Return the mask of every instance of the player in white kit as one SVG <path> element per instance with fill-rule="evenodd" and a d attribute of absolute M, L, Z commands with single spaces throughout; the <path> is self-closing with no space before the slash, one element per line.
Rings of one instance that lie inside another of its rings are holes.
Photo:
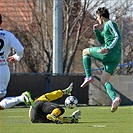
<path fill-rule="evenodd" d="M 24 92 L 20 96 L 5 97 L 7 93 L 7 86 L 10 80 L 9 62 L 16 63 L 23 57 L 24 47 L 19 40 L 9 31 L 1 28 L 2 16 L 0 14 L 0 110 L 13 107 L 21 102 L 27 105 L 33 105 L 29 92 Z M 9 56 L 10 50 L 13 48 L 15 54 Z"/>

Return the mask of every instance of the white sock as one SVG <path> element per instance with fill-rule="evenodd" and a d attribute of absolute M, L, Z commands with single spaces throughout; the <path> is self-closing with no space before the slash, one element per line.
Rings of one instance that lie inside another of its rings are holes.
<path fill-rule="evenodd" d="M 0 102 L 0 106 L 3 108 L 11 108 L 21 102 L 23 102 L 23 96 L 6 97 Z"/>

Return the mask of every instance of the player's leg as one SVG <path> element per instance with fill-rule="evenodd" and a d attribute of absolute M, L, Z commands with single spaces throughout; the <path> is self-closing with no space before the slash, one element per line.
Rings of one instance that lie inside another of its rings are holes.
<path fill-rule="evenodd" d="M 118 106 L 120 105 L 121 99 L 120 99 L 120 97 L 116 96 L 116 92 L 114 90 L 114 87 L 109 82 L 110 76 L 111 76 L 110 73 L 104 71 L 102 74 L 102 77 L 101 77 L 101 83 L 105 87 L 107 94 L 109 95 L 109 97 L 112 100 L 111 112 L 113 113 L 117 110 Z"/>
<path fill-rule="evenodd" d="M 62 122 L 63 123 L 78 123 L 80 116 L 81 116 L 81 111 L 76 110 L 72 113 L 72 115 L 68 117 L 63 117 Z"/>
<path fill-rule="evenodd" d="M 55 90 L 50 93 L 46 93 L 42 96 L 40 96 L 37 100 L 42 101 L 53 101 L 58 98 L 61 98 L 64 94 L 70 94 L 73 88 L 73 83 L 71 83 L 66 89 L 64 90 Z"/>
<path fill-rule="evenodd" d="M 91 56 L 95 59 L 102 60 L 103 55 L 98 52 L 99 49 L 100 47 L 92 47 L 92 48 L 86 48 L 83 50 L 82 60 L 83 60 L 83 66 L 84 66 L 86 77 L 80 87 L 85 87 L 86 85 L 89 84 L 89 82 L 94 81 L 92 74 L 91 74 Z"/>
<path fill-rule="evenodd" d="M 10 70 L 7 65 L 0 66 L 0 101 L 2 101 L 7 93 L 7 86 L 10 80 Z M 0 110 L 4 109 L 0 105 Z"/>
******
▶ **WHAT THE TASK REQUIRES**: Copy out every one of the records above with "holes" switched to "gaps" and nothing else altered. Leave the pictures out.

▶ **RESULT OF THIS EXERCISE**:
Return the mask of every instance of the player in white kit as one SVG <path> element per instance with fill-rule="evenodd" and a d attribute of absolute M, L, Z commands with single spaces throughout; the <path> is self-closing with no space before the slash, one element per line.
Rings of one instance that lie inside another of its rings are gaps.
Photo:
<path fill-rule="evenodd" d="M 24 92 L 20 96 L 5 97 L 7 93 L 7 86 L 10 80 L 9 62 L 16 63 L 23 57 L 24 47 L 19 40 L 9 31 L 1 28 L 2 16 L 0 14 L 0 110 L 13 107 L 21 102 L 27 105 L 33 105 L 29 92 Z M 9 56 L 10 50 L 13 48 L 15 54 Z"/>

Return the mask of every instance of the white sock as one SVG <path> element per instance with fill-rule="evenodd" and a d attribute of absolute M, L, Z commands with single spaces throughout; the <path> is self-closing with no space before the slash, one element per line.
Rings of one instance that lie inside another of its rings are gaps.
<path fill-rule="evenodd" d="M 0 102 L 0 106 L 3 108 L 11 108 L 21 102 L 23 102 L 23 96 L 6 97 Z"/>

Return the mask of every instance of the player's leg as one SVG <path> element per instance with fill-rule="evenodd" and a d attribute of absolute M, L, Z commands with single spaces throughout; the <path> is self-closing with no space before the slash, one element per line.
Rings of one instance that lie inside another of its rings are gaps.
<path fill-rule="evenodd" d="M 118 106 L 120 105 L 121 99 L 120 99 L 120 97 L 116 96 L 116 92 L 114 90 L 114 87 L 109 82 L 110 76 L 111 76 L 110 73 L 104 71 L 102 74 L 102 77 L 101 77 L 101 83 L 105 87 L 107 94 L 109 95 L 109 97 L 112 100 L 111 112 L 113 113 L 117 110 Z"/>
<path fill-rule="evenodd" d="M 62 122 L 63 123 L 78 123 L 80 116 L 81 116 L 81 111 L 76 110 L 72 113 L 72 115 L 68 117 L 63 117 Z"/>
<path fill-rule="evenodd" d="M 55 90 L 50 93 L 46 93 L 42 96 L 40 96 L 37 100 L 42 101 L 53 101 L 58 98 L 61 98 L 64 94 L 70 94 L 73 88 L 73 83 L 71 83 L 66 89 L 64 90 Z"/>
<path fill-rule="evenodd" d="M 91 56 L 95 59 L 102 60 L 103 55 L 98 52 L 99 49 L 100 47 L 92 47 L 92 48 L 86 48 L 83 50 L 82 60 L 83 60 L 83 66 L 84 66 L 86 77 L 80 87 L 85 87 L 86 85 L 89 84 L 89 82 L 94 81 L 92 74 L 91 74 Z"/>
<path fill-rule="evenodd" d="M 10 70 L 7 65 L 0 66 L 0 101 L 2 101 L 7 93 L 7 86 L 10 80 Z M 0 110 L 4 109 L 0 105 Z"/>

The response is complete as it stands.